Exercise details: Start with the first line of the data and end with the line that holds "positive clicks: (406, 588)"; write out each one exactly.

• • • • •

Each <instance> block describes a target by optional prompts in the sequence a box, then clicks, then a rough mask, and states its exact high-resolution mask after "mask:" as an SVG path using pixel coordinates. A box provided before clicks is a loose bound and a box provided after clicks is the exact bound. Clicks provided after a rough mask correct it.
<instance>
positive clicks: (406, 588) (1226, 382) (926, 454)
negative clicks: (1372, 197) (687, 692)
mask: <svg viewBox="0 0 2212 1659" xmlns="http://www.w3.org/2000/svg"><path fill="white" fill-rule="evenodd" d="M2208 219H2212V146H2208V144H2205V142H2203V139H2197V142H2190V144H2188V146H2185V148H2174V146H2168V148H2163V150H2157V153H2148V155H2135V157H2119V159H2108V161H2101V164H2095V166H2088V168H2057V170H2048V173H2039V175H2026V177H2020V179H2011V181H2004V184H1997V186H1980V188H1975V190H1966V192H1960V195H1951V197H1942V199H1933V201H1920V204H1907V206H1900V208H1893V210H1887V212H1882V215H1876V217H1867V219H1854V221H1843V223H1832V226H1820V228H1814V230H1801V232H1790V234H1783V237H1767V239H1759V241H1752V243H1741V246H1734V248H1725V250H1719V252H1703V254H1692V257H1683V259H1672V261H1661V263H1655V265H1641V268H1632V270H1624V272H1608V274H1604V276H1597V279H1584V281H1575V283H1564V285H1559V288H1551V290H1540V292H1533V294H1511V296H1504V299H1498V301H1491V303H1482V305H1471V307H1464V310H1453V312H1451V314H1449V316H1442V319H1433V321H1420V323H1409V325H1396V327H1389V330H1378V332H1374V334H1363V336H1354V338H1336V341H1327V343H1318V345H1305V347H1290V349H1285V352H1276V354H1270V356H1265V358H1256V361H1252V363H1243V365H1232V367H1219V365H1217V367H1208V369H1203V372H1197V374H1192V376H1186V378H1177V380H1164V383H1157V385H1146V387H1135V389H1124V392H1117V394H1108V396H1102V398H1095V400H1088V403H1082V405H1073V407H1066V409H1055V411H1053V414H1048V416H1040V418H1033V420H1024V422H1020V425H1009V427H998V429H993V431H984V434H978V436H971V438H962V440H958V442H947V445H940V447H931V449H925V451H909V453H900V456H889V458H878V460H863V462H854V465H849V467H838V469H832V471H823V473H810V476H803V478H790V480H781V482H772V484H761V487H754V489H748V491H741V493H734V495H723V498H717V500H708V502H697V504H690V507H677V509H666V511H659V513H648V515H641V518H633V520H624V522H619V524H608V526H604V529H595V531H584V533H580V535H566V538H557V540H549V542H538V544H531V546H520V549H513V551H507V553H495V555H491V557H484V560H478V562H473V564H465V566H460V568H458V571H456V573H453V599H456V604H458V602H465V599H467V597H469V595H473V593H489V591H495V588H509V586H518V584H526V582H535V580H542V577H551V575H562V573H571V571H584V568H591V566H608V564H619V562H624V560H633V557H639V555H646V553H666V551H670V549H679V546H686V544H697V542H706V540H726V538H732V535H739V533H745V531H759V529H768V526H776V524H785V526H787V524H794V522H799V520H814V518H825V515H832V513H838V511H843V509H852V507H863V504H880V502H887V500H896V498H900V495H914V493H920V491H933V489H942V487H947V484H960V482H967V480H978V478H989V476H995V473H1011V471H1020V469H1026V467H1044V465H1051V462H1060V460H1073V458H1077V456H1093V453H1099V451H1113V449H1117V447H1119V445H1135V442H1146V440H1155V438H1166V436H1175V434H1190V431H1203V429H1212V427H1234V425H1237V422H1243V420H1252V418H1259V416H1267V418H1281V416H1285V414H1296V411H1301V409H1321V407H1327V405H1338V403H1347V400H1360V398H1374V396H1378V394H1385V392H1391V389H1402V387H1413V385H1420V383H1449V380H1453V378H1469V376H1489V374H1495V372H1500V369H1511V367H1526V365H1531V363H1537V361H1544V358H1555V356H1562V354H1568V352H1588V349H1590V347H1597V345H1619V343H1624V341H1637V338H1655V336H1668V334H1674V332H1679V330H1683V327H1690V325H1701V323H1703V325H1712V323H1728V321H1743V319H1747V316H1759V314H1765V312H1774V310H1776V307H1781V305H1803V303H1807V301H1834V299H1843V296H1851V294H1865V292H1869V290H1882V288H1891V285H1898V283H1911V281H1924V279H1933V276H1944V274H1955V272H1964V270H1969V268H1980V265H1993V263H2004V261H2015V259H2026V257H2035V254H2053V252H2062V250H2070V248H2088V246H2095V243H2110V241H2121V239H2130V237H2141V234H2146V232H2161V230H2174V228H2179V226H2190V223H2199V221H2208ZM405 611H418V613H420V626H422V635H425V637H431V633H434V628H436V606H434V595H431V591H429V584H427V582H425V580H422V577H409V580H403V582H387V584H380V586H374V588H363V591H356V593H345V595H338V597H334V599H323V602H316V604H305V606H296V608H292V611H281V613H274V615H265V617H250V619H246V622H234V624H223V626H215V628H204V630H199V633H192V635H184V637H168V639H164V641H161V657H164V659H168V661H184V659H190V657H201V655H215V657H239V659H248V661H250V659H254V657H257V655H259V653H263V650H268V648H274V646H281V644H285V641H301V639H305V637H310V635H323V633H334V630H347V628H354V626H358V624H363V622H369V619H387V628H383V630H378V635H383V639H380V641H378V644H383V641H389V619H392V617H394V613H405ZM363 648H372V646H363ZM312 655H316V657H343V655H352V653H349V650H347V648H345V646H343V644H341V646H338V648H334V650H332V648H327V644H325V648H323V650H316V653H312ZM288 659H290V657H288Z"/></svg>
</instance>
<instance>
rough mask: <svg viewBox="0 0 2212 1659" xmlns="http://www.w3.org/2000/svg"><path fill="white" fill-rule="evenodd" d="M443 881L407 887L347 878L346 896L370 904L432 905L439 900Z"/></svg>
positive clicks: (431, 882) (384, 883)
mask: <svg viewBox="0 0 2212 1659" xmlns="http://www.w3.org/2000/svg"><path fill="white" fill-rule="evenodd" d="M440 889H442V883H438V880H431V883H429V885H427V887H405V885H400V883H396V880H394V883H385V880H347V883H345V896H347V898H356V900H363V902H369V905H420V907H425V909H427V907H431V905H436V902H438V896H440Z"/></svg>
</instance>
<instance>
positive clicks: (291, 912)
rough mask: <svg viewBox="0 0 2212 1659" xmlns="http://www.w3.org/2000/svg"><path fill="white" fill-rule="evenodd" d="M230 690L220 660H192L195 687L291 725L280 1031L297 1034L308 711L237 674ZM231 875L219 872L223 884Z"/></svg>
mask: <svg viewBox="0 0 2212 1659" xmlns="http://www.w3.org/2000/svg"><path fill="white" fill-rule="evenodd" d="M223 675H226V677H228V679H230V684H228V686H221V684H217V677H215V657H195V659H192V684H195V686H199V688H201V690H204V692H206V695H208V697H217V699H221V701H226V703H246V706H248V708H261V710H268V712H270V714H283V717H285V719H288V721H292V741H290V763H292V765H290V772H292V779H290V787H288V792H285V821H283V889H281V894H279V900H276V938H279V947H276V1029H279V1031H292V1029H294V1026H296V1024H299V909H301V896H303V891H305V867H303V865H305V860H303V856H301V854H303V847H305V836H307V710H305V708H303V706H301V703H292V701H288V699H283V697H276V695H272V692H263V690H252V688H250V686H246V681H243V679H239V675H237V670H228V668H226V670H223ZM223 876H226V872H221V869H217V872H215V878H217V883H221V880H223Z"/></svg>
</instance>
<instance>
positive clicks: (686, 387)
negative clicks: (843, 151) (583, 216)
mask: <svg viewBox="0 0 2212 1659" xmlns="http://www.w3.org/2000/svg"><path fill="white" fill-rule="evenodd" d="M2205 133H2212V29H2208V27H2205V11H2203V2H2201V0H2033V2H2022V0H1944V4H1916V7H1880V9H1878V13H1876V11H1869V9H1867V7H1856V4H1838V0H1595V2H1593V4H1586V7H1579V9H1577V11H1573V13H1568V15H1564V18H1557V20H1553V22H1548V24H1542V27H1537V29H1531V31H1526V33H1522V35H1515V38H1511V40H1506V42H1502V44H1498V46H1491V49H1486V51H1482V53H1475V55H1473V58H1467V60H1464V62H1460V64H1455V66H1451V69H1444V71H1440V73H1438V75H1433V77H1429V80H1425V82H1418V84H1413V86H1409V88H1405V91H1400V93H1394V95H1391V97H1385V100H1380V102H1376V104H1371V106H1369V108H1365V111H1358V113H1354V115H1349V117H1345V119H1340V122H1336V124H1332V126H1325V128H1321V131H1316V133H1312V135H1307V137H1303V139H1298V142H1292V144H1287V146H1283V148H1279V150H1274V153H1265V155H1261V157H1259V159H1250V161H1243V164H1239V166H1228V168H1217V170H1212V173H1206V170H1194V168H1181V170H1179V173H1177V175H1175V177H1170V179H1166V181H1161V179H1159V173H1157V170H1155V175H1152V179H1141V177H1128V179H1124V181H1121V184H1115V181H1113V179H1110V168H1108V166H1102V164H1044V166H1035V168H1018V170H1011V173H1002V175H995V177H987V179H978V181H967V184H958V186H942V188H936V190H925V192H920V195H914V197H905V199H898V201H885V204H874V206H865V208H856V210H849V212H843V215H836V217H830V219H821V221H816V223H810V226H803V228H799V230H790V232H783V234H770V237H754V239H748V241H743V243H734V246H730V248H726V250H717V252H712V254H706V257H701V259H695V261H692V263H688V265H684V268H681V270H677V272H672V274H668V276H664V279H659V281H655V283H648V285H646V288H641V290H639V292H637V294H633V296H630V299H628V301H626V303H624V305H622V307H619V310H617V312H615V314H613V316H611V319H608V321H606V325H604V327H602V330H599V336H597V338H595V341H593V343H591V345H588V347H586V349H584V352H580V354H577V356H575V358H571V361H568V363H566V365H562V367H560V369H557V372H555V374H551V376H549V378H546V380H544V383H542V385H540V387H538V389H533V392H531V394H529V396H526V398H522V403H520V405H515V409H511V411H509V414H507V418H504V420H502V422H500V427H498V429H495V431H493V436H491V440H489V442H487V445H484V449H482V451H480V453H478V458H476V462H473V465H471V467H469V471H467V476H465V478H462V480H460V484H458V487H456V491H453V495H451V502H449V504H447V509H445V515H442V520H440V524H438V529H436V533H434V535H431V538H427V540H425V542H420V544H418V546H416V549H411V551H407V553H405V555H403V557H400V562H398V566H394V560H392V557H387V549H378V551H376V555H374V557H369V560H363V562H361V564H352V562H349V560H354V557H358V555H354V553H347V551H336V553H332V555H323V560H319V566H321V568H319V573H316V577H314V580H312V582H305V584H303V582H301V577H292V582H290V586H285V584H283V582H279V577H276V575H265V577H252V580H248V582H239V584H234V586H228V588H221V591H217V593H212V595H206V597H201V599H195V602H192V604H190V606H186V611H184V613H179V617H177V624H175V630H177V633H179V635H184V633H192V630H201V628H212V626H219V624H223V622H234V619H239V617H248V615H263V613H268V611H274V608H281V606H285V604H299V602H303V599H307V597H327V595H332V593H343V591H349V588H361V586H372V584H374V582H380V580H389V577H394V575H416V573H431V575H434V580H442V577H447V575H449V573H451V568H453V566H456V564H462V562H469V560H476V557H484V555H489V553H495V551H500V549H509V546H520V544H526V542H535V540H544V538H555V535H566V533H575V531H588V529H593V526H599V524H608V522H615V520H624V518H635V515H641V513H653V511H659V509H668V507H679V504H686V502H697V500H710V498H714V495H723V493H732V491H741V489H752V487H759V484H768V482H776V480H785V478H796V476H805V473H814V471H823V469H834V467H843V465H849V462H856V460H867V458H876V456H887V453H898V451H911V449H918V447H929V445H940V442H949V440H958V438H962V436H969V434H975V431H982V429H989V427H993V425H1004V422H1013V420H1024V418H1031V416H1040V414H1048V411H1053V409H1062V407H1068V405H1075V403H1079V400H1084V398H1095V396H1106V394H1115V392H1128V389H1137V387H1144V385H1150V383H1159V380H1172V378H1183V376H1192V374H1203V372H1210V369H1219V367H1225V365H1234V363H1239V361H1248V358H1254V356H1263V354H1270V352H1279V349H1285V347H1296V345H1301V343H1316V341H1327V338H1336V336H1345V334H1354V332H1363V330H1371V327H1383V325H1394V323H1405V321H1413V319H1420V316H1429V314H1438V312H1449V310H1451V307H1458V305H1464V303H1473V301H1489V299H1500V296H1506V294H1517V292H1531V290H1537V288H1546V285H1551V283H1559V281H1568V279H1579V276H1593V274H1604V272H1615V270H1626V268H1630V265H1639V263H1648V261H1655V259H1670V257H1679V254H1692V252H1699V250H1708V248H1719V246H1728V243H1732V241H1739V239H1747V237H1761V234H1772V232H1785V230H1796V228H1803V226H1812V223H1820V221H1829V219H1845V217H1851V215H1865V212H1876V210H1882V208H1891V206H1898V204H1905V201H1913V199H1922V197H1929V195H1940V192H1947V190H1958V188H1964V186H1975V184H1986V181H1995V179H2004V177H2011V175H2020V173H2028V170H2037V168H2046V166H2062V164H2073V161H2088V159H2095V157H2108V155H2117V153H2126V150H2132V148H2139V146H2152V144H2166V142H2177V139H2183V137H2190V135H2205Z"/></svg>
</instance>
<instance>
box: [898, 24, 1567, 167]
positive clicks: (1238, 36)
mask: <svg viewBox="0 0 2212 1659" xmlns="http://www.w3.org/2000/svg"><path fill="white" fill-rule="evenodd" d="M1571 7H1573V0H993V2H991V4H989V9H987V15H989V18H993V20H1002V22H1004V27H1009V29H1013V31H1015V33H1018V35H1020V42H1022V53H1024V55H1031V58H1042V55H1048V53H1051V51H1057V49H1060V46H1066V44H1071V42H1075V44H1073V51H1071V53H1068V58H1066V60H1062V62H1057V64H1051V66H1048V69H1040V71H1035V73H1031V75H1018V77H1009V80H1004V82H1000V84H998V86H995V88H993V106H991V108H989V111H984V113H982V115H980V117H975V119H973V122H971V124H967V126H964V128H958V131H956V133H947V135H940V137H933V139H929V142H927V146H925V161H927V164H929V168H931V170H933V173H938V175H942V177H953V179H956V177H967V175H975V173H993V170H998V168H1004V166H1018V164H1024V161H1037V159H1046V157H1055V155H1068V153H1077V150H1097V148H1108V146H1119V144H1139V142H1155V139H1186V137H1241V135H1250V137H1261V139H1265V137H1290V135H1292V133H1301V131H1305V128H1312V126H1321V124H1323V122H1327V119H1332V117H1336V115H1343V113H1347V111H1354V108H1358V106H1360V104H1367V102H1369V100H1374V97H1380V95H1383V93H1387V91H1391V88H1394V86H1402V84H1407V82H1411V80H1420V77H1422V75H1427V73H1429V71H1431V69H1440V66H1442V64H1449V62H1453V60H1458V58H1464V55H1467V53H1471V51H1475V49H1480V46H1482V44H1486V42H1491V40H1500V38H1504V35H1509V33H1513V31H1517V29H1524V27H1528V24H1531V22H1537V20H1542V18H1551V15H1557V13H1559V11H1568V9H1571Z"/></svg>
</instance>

• • • • •

Task output:
Each <instance> block describes a target by optional prompts in the sequence a box, then clicks, then a rough mask, and states its exact high-resolution mask after "mask:" as an SVG path using pixel coordinates. A box provided before clicks is a loose bound and a box provided after clicks is the exact bound. Clicks provided after a rough mask correct it.
<instance>
positive clicks: (406, 588) (1226, 382) (926, 454)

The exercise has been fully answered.